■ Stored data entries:
──────────
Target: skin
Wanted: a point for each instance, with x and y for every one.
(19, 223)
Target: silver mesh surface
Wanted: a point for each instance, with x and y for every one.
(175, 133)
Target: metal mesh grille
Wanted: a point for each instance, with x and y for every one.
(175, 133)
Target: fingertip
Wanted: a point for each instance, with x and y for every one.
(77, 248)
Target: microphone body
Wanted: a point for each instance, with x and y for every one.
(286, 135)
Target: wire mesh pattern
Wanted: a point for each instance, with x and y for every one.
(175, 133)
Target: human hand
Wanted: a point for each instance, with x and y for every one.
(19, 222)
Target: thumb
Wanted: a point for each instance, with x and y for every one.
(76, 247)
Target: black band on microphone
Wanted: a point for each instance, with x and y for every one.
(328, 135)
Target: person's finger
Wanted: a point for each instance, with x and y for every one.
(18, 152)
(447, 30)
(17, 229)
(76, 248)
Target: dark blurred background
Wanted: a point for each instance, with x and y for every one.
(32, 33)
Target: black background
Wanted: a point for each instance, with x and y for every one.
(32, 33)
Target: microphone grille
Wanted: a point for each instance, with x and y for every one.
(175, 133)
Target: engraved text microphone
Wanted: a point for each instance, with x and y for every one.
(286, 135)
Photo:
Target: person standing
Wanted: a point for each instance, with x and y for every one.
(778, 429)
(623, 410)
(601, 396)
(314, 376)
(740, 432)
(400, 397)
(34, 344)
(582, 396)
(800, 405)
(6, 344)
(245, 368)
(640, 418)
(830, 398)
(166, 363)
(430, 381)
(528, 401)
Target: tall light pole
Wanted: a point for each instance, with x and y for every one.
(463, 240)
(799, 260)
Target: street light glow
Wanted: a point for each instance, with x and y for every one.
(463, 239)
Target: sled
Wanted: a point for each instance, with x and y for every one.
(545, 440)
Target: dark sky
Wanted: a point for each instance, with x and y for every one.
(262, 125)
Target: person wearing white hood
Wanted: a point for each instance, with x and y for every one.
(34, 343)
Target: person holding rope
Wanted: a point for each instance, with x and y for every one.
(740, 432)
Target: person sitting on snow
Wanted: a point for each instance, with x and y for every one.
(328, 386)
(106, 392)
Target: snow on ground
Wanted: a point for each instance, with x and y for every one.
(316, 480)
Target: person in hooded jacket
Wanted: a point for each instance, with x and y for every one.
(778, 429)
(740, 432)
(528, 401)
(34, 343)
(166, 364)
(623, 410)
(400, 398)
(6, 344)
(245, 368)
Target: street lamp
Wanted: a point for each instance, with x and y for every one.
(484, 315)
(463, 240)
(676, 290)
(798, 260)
──────────
■ WHAT IS EXPECTED: Return each line of the records above in which the word "snow" occurs.

■ ANSWER TO THIS EXERCISE:
Target: person sitting on snow
Target: snow on ground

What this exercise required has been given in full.